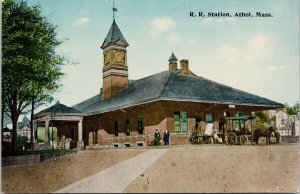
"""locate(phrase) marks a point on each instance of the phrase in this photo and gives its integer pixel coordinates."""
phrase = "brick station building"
(127, 112)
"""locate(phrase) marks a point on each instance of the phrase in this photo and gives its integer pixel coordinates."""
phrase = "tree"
(31, 68)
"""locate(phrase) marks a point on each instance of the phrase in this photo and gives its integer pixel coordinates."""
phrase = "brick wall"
(157, 115)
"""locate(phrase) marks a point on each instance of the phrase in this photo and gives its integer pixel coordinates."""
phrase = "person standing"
(166, 137)
(156, 138)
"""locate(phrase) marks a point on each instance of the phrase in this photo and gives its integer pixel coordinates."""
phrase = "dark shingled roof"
(114, 34)
(59, 109)
(170, 85)
(172, 57)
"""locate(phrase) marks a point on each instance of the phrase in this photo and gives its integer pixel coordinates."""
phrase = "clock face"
(119, 56)
(107, 57)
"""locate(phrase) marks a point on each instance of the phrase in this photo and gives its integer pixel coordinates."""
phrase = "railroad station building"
(127, 112)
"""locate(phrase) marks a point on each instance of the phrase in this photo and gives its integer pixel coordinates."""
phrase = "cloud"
(258, 42)
(80, 22)
(208, 21)
(277, 67)
(161, 24)
(228, 54)
(257, 47)
(173, 37)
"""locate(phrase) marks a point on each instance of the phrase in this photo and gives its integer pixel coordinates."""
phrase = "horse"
(267, 132)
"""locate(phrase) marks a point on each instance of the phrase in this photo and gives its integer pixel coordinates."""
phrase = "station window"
(127, 127)
(140, 126)
(180, 122)
(116, 128)
(209, 118)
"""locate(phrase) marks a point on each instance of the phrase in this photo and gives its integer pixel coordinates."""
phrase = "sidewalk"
(116, 178)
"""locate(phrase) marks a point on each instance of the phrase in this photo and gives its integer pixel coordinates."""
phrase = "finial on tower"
(114, 9)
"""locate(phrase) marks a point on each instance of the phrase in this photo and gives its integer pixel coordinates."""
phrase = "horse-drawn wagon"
(245, 129)
(238, 130)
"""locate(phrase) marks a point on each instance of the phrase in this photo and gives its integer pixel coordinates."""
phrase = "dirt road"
(210, 168)
(190, 168)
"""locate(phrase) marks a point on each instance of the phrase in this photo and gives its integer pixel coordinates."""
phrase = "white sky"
(257, 55)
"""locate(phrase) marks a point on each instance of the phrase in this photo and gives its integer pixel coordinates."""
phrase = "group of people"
(157, 137)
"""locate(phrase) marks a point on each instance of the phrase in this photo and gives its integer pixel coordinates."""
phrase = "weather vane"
(114, 9)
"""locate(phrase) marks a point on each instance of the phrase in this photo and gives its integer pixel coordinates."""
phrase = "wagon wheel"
(243, 139)
(251, 138)
(230, 138)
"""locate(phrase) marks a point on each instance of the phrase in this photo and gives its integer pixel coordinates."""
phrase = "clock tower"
(115, 69)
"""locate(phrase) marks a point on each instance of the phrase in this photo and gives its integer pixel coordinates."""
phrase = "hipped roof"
(169, 85)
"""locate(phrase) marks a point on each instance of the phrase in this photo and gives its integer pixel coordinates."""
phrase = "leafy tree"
(31, 68)
(291, 110)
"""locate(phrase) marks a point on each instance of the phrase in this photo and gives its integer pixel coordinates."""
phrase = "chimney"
(172, 62)
(184, 67)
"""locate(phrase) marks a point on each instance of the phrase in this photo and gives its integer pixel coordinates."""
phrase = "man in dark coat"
(166, 137)
(156, 138)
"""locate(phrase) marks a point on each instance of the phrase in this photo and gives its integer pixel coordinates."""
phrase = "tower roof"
(172, 57)
(114, 34)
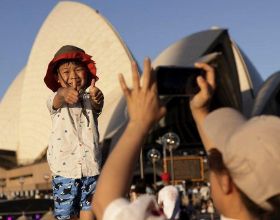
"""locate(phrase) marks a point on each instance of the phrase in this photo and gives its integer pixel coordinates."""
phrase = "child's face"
(72, 74)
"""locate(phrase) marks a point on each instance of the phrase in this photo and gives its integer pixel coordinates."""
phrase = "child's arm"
(144, 110)
(65, 95)
(97, 97)
(199, 104)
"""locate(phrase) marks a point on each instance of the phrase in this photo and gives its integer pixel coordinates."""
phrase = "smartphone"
(177, 81)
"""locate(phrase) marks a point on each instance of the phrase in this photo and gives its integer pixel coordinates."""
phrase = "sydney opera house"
(25, 122)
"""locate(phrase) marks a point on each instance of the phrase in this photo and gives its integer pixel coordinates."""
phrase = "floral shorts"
(72, 195)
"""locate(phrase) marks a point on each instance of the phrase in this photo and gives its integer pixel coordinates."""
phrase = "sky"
(148, 27)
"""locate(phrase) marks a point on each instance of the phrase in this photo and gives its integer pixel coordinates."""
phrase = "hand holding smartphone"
(177, 81)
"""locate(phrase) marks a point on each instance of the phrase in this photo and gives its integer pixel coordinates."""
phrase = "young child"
(73, 153)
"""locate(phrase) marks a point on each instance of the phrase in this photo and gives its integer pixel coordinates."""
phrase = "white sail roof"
(23, 109)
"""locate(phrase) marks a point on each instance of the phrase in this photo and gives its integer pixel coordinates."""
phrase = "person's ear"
(225, 183)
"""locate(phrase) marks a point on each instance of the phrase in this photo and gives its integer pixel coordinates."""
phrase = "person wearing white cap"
(244, 155)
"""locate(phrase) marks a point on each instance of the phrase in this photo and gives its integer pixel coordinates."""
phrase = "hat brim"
(221, 124)
(50, 78)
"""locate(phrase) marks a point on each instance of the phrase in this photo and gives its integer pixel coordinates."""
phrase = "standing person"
(73, 153)
(243, 155)
(169, 198)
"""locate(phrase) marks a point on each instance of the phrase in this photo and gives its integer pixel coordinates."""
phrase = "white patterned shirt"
(73, 149)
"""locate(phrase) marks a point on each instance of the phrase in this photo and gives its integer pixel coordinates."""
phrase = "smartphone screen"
(177, 81)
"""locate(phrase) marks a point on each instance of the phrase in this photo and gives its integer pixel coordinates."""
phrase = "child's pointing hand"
(97, 97)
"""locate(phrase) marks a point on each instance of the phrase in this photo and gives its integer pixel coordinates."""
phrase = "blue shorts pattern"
(72, 195)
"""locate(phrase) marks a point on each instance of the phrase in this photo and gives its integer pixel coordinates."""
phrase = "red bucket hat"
(68, 52)
(165, 176)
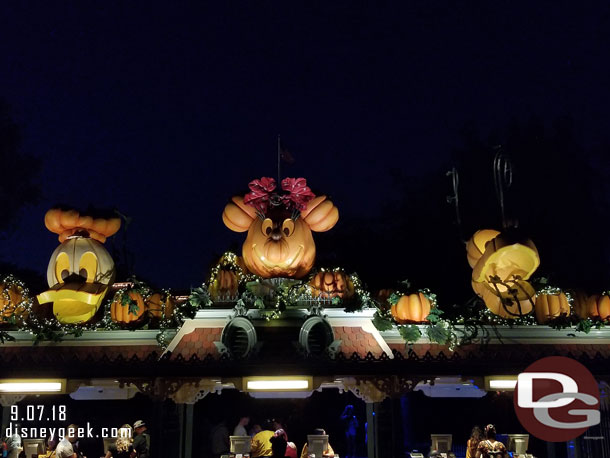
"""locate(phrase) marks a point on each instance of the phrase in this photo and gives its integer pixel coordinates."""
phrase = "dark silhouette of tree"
(558, 198)
(18, 187)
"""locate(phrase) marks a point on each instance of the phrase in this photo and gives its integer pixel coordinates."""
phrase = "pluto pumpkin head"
(80, 269)
(279, 241)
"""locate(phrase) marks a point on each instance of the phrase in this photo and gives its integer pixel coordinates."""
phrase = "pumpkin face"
(279, 242)
(79, 273)
(10, 300)
(129, 310)
(549, 306)
(475, 247)
(598, 307)
(332, 284)
(507, 258)
(279, 246)
(505, 304)
(411, 308)
(160, 306)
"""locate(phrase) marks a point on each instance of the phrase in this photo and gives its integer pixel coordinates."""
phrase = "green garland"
(272, 296)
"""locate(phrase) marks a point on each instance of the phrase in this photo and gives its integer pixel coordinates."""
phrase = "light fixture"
(500, 382)
(278, 383)
(33, 386)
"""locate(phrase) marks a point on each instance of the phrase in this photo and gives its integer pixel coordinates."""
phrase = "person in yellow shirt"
(261, 445)
(329, 450)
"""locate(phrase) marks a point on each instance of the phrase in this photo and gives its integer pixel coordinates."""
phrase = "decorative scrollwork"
(180, 390)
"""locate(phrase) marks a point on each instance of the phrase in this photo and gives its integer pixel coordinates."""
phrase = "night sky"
(165, 110)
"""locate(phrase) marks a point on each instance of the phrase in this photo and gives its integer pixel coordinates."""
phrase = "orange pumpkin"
(411, 308)
(475, 247)
(549, 306)
(332, 284)
(10, 300)
(505, 304)
(507, 256)
(128, 312)
(67, 223)
(280, 244)
(598, 307)
(160, 306)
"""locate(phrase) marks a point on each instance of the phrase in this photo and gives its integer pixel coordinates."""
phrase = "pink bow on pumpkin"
(262, 193)
(298, 192)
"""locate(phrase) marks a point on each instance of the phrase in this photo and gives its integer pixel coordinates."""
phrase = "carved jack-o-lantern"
(79, 273)
(279, 241)
(332, 284)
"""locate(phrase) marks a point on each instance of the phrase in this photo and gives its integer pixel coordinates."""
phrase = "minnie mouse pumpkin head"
(279, 241)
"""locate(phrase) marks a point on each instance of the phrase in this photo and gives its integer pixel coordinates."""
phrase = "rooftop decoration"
(276, 273)
(279, 224)
(80, 269)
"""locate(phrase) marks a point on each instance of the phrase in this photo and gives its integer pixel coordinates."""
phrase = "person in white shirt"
(240, 429)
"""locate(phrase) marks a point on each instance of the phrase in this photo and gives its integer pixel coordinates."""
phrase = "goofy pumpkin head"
(279, 241)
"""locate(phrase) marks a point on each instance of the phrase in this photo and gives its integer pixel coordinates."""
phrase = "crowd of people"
(483, 444)
(270, 439)
(131, 442)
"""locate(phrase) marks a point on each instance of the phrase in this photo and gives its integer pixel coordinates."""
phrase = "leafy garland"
(271, 297)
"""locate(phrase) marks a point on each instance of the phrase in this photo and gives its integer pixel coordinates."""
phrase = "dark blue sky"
(165, 109)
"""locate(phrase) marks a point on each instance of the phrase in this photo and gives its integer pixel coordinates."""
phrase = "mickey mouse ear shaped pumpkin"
(507, 256)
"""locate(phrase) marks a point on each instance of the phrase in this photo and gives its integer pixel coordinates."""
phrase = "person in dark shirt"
(141, 443)
(123, 447)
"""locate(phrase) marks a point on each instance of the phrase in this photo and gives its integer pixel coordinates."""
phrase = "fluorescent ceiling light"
(32, 386)
(278, 383)
(506, 383)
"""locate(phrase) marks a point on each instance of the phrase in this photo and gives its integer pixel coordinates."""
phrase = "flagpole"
(278, 160)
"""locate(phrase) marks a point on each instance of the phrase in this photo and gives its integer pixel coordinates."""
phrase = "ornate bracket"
(376, 389)
(181, 391)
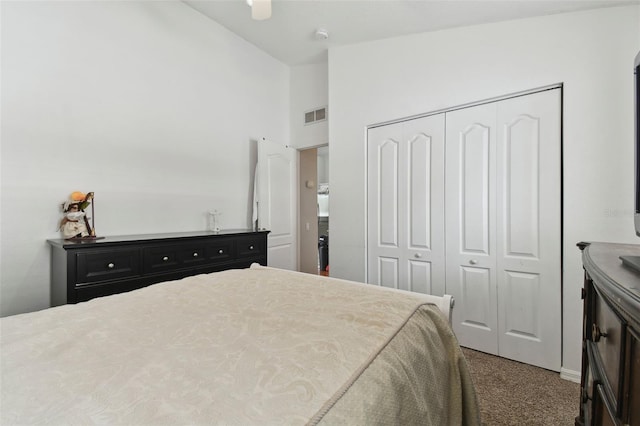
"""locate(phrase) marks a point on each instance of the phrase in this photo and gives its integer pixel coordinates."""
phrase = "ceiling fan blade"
(261, 9)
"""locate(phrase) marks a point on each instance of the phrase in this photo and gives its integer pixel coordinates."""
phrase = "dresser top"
(619, 283)
(107, 240)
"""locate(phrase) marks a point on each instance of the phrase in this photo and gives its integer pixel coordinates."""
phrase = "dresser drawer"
(250, 246)
(606, 332)
(104, 265)
(220, 250)
(171, 257)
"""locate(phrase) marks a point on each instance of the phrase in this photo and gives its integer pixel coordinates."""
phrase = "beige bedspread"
(258, 346)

++++++

### Ejercicio
Di cuántas líneas de los registros de arriba contienen la palabra "leafy". Responde solo con el número.

### Tarea resuelta
2